User-Based K-Nearest Neighbors Recommender

\hat{r}_{ui} = \frac{ \sum\limits_{v \in N^k_i(u)} \text{sim}(u, v) \cdot r_{vi}} {\sum\limits_{v \in N^k_i(u)} \text{sim}(u, v)} $
In [26]:
from collections import defaultdict

def novel_items_from_user(r, user_1, user_2):
    return list(set(r[r.UserID == user_2]["GameName"]).difference(r[r.UserID == user_1]["GameName"]))

def k_nearest_neighbors_user_recommender(r, user_1, n_ratings=None, items_both_rated=3, 
                                         threshold=0.005, nh_size=20, sample_frac=1.0):
    neighborhood = get_closest_users(r, user_1, items_both_rated=items_both_rated, threshold=threshold, 
                                     sample_frac=sample_frac)
    neighborhood.sort(key=lambda x: x[1], reverse=True)

Dataset —
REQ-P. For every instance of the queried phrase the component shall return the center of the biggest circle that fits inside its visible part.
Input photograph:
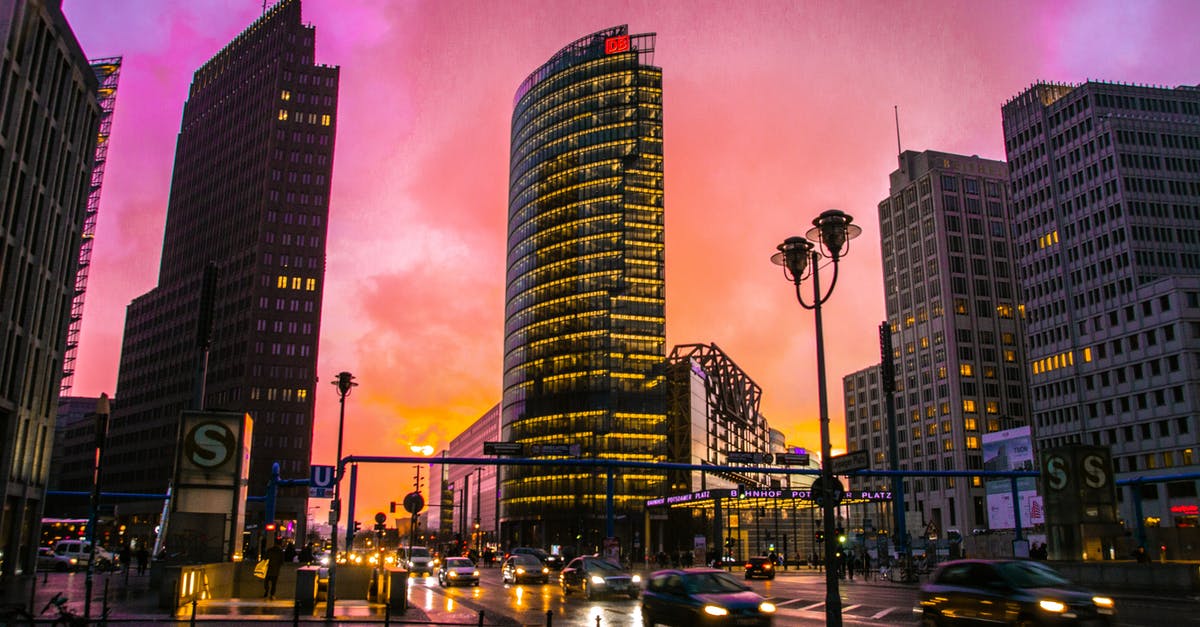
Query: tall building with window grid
(250, 193)
(47, 142)
(1105, 183)
(585, 330)
(954, 310)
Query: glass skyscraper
(585, 303)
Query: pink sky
(773, 113)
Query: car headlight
(1056, 607)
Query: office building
(250, 199)
(47, 137)
(1105, 181)
(585, 304)
(955, 318)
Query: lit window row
(297, 282)
(282, 394)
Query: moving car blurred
(1008, 592)
(761, 567)
(597, 577)
(521, 567)
(702, 596)
(457, 571)
(48, 560)
(552, 561)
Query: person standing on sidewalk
(274, 565)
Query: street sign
(503, 448)
(555, 449)
(792, 459)
(851, 461)
(738, 457)
(321, 482)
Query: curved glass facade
(585, 302)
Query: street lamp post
(102, 412)
(801, 258)
(345, 383)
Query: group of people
(142, 555)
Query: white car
(81, 551)
(457, 572)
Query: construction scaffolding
(107, 73)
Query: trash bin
(397, 589)
(306, 587)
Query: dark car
(597, 577)
(457, 572)
(1008, 592)
(760, 567)
(702, 596)
(520, 568)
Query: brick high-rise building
(1105, 183)
(250, 195)
(954, 310)
(49, 118)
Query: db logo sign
(616, 45)
(209, 445)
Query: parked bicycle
(67, 616)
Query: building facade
(250, 198)
(1105, 184)
(954, 311)
(585, 305)
(47, 141)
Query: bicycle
(67, 616)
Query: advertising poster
(1012, 451)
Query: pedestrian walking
(274, 565)
(143, 557)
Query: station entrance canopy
(789, 497)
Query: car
(81, 551)
(597, 577)
(1007, 592)
(457, 572)
(551, 560)
(48, 560)
(417, 560)
(761, 567)
(519, 568)
(702, 597)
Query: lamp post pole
(801, 258)
(345, 383)
(102, 412)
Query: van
(81, 553)
(417, 560)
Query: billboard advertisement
(1012, 449)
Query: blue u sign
(321, 477)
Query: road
(799, 597)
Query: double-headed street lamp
(345, 383)
(801, 258)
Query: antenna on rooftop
(897, 109)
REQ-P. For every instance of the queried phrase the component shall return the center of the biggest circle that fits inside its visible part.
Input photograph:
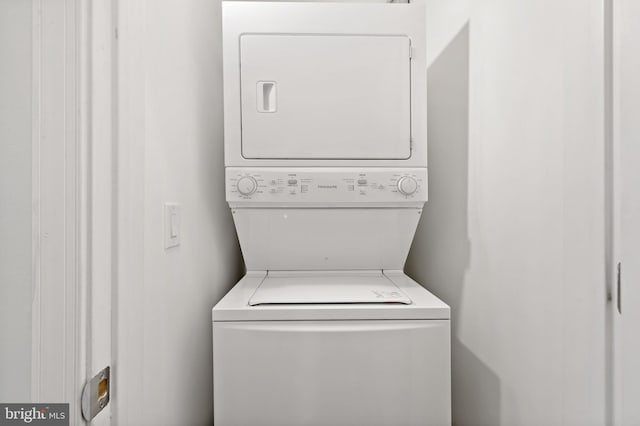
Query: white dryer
(325, 148)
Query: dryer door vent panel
(325, 96)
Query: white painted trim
(72, 110)
(35, 196)
(128, 302)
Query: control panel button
(247, 185)
(407, 185)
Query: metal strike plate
(95, 394)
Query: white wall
(512, 235)
(15, 199)
(165, 348)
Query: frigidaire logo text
(30, 414)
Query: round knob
(247, 185)
(407, 185)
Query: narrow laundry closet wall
(512, 236)
(15, 199)
(164, 357)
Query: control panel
(326, 184)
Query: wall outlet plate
(172, 224)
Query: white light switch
(171, 225)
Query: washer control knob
(407, 185)
(247, 185)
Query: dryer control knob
(407, 185)
(247, 185)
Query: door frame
(72, 198)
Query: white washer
(326, 177)
(321, 363)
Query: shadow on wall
(439, 257)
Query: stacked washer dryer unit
(326, 155)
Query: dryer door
(325, 96)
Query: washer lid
(327, 289)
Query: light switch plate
(172, 223)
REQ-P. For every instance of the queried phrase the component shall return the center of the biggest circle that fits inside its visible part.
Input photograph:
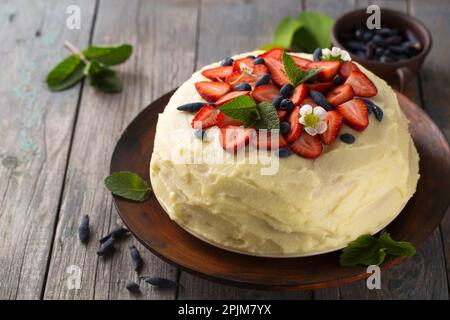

The task — Please copy out the entire recommender excerpt word for word. The lines above stand apart from the recommender excerpt.

Answer to the exercise —
User-Based K-Nearest Neighbors Recommender

\hat{r}_{ui} = \frac{ \sum\limits_{v \in N^k_i(u)} \text{sim}(u, v) \cdot r_{vi}} {\sum\limits_{v \in N^k_i(u)} \text{sim}(u, v)} $
In [26]:
from collections import defaultdict

def novel_items_from_user(r, user_1, user_2):
    return list(set(r[r.UserID == user_2]["GameName"]).difference(r[r.UserID == user_1]["GameName"]))

def k_nearest_neighbors_user_recommender(r, user_1, n_ratings=None, items_both_rated=3, 
                                         threshold=0.005, nh_size=20, sample_frac=1.0):
    neighborhood = get_closest_users(r, user_1, items_both_rated=items_both_rated, threshold=threshold, 
                                     sample_frac=sample_frac)
    neighborhood.sort(key=lambda x: x[1], reverse=True)